## What to produce
Word for word, transcribe the lines from the one containing "Player-spacing review: tag the gold tassel" through the end of the entries, both included, and nothing else.

## Excerpted data
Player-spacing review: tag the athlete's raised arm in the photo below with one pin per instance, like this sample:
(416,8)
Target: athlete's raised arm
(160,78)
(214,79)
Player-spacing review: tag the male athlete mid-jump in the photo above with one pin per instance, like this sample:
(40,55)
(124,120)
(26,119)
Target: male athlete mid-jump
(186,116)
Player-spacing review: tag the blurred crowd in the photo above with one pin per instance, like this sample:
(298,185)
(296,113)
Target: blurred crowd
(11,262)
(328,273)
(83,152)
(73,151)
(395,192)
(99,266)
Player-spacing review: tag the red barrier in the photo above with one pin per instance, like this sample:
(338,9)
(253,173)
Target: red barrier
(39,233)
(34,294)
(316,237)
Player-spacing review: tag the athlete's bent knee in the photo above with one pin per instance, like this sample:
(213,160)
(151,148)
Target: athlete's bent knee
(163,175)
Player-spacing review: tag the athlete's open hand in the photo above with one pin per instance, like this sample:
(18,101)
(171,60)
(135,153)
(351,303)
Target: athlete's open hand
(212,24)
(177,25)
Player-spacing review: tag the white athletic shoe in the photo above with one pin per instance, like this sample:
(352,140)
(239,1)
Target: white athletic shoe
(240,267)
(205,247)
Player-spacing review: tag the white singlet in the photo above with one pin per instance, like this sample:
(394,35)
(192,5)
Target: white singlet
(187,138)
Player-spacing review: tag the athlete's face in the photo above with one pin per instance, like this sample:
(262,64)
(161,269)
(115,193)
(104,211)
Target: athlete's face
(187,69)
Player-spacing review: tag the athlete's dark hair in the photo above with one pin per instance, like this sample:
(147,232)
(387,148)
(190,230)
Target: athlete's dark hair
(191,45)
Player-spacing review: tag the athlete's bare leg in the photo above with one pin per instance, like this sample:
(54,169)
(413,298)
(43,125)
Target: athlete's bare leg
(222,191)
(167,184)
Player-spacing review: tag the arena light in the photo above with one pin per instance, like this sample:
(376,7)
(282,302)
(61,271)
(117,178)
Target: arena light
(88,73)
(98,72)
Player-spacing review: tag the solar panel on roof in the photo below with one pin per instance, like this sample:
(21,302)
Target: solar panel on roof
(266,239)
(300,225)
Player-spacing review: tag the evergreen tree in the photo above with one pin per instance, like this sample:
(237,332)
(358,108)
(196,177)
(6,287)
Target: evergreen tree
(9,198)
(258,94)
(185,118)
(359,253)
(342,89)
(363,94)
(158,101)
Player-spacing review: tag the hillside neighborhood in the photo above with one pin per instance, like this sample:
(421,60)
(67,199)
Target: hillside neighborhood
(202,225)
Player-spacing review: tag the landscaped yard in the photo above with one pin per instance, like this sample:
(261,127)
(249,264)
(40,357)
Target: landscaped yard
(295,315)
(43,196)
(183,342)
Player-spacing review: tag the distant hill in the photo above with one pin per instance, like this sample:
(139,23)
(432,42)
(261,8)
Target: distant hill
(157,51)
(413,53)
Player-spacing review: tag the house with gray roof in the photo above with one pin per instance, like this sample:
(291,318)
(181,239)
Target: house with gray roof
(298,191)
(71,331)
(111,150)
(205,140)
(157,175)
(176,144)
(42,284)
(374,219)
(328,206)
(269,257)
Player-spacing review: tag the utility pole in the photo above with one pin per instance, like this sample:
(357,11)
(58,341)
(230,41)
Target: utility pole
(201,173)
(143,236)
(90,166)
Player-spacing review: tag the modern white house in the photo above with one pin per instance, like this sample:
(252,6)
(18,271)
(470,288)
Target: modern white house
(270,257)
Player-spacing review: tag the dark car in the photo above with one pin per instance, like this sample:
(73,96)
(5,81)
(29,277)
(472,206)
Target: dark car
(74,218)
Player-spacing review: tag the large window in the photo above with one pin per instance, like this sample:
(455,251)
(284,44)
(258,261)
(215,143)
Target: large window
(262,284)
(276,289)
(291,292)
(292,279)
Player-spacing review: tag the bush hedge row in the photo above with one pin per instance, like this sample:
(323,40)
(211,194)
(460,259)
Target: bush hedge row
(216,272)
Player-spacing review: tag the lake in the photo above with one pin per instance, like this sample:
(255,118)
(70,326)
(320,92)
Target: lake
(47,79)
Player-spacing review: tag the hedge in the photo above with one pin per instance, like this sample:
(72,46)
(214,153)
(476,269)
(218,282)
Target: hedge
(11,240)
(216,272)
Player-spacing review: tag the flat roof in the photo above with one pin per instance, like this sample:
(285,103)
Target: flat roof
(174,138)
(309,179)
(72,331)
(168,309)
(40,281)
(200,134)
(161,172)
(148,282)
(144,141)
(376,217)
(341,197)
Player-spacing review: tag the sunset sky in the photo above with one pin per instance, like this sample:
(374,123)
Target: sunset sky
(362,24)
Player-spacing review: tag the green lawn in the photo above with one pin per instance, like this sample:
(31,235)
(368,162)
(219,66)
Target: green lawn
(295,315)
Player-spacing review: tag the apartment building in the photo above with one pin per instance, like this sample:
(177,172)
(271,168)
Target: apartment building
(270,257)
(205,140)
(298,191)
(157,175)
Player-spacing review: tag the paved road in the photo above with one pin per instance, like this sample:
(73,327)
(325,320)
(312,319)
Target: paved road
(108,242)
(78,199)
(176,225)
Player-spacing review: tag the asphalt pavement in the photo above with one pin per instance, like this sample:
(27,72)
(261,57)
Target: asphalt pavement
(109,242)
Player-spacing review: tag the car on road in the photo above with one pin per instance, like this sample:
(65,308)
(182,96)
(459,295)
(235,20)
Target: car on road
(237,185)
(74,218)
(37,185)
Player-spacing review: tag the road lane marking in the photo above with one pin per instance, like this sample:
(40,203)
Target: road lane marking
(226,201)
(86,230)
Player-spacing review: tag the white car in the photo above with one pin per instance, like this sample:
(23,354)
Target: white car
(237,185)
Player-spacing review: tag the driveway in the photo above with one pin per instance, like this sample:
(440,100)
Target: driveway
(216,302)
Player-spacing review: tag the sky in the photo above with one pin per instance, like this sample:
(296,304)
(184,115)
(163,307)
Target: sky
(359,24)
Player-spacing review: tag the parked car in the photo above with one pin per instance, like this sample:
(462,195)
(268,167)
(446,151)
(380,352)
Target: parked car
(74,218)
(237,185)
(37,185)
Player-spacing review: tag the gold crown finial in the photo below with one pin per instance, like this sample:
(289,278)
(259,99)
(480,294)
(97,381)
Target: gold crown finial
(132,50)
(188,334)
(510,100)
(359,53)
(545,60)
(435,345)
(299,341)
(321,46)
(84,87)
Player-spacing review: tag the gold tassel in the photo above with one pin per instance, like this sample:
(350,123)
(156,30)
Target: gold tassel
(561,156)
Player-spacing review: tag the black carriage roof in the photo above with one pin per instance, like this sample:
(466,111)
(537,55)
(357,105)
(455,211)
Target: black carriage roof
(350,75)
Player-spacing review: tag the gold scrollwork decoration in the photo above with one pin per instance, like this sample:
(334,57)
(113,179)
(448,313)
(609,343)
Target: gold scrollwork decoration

## Exercise solution
Player-spacing review: tag the gold tassel in the photo above with one pin per instance, like this sample:
(350,123)
(156,30)
Target: gold tassel
(561,156)
Player-spacing review: tag the black carriage roof in the photo above with one pin per instance, like this sample:
(466,111)
(537,55)
(357,105)
(455,211)
Target: black carriage roof
(350,75)
Player-spacing review: tag the gold scrollwork decoration in the photo above with one pin per instance, like this sample:
(334,57)
(113,179)
(448,313)
(609,343)
Target: gold scrollwork decoration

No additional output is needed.